■ WORK REQUEST 1 ■
Name every hotel or resort that the article below on paid poolside chairs says charges for pool seating.
■ WORK REQUEST 2 ■
Answer these questions from the article on paid poolside chairs:
(a) What does a pair of chairs cost at the Excalibur Hotel and Casino?
(b) What price did chair reservations at the Marriott start at in 2019?
(c) How many chairs does the JW Marriott have?

■ SUPPLIED TEXT ■
►

At the Bellagio, one poolside chaise will set you back $200 a person. Perks include “a side table, umbrella, and towels.” At the Excalibur Hotel and Casino, it’s $125 for a pair of chairs. At Caesar’s Palace recently, it was $200 for one “Neptune Deluxe Chair.” And at the Sheraton Waikiki in Honolulu, reserving a chaise in the “front row of the hotel’s infinity pool” will cost you $125.

This way, hotels say, you can make a reservation without rising at dawn to stalk the pool area and “reserve” a chaise with your scraggly towel.

“It’s exclusive and it’s reserved in advance and you can come down at your leisure,” James Anderson, director of sales and marketing for JW Marriott Desert Ridge, a resort in Arizona that also charges for chairs, told WSJ. Some customers would “happily pay” for a chair, Anderson said, especially during crowded holiday weekends and travel times like spring break. Their chair solution has been so popular at the Marriott that reservations which started at $25 in 2019 have risen to $75 today.

So why would even a handful of hotels and resorts nickel-and-dime its customers to pop a squat during a summer where they are charging some of their highest room rates ever? One reason is a pent-up demand for travel. Guests, many of whom haven’t been able to go anywhere during two years of COVID, have money to spend on amenities.

However, resorts are not charging for all of their recliners. At the JW Marriott, which has 1,400 chairs, fewer than 10 percent of its seats are for rent. Hotels in Vegas don’t charge for all of their chairs, either. Location is everything: when you pay for a chair, you’re paying for real estate—those prime spots up front, or in the shade.

“For those who might be more lax about where they sit by the pool, the won’t likely have to pay for these chairs,” Sarah Dandashy, Los Angeles-based travel expert and author of Hospitality From Within, tells LAMag “I do suspect as travel demands level out and crowds aren’t as chaotic, these fees might go away. Or if they do stay, hotels will offer some additional features with it, be it a premium bed, or that the fee goes towards a food and beverage spend.”

Most importantly, Los Angelenos can feel mostly safe from this fad, says Dandashy.

“The thing about these hotel ‘trends,’ is that they don’t always apply to every market. What works in Las Vegas or in Hawaii or even at a resort in Arizona doesn’t make sense for places in L.A., NYC, or elsewhere.”

◄

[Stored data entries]

►

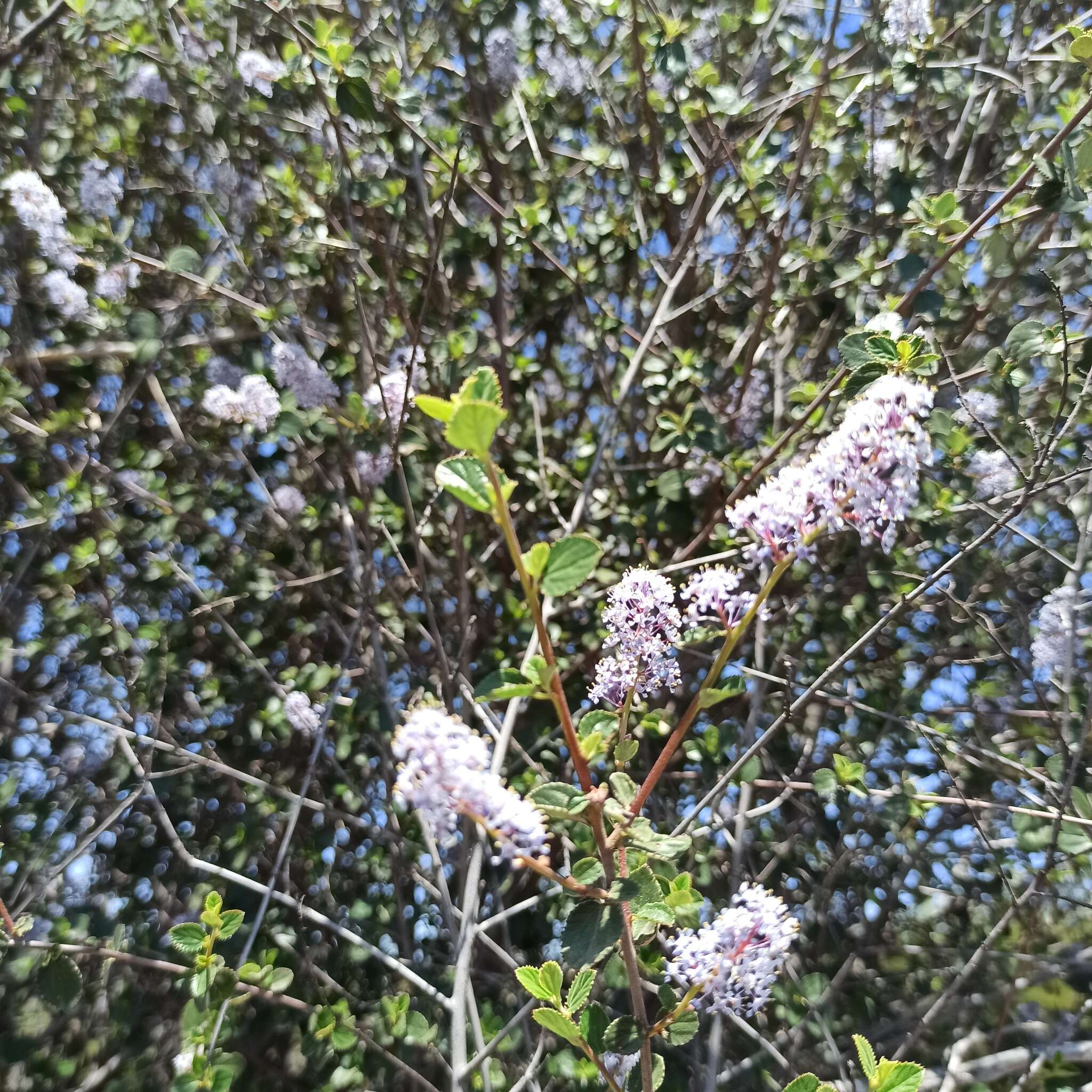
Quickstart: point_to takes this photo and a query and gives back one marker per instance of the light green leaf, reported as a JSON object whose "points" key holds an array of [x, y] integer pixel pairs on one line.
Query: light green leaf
{"points": [[572, 561]]}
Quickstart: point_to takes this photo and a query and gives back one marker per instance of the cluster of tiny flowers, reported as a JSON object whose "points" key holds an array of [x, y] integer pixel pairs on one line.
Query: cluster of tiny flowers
{"points": [[445, 772], [982, 406], [303, 376], [65, 295], [148, 84], [301, 713], [620, 1065], [501, 58], [259, 71], [862, 475], [1050, 650], [374, 468], [114, 282], [905, 20], [714, 593], [100, 189], [644, 624], [256, 402], [37, 210], [288, 499], [735, 959], [993, 472]]}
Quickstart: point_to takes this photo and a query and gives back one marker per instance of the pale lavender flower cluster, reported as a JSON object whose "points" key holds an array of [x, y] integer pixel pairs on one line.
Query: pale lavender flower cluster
{"points": [[735, 959], [501, 58], [256, 402], [37, 210], [906, 19], [620, 1065], [714, 595], [259, 71], [148, 84], [288, 501], [863, 475], [301, 713], [100, 189], [445, 772], [993, 473], [975, 405], [115, 281], [644, 624], [66, 296], [304, 377], [1050, 649], [375, 467]]}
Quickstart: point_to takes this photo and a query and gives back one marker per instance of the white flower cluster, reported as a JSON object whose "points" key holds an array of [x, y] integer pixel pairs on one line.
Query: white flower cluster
{"points": [[259, 71], [620, 1065], [301, 713], [37, 210], [445, 772], [374, 468], [1050, 649], [100, 189], [400, 383], [65, 295], [288, 501], [863, 475], [148, 84], [501, 58], [256, 402], [644, 624], [906, 19], [304, 377], [115, 281], [714, 595], [975, 405], [993, 473], [736, 958]]}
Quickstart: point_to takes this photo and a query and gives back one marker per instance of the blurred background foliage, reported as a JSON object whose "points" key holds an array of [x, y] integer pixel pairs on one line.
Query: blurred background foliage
{"points": [[655, 221]]}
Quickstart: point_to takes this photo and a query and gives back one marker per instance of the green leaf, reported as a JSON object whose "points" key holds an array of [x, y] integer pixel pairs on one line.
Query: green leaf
{"points": [[501, 686], [559, 1025], [572, 561], [683, 1030], [624, 788], [531, 981], [230, 923], [592, 930], [623, 1035], [897, 1077], [806, 1082], [465, 479], [535, 559], [557, 800], [440, 408], [473, 426], [551, 977], [587, 871], [734, 686], [593, 1027], [59, 982], [188, 938], [580, 990], [183, 260], [854, 350], [354, 98], [866, 1054], [482, 387]]}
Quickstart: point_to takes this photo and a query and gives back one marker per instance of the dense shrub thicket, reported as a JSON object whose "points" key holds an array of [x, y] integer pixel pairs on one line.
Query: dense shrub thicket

◄

■ YOUR SOLUTION 1 ■
Bellagio
Excalibur Hotel and Casino
Caesar’s Palace
Sheraton Waikiki
JW Marriott Desert Ridge

■ YOUR SOLUTION 2 ■
(a) $125
(b) $25
(c) 1,400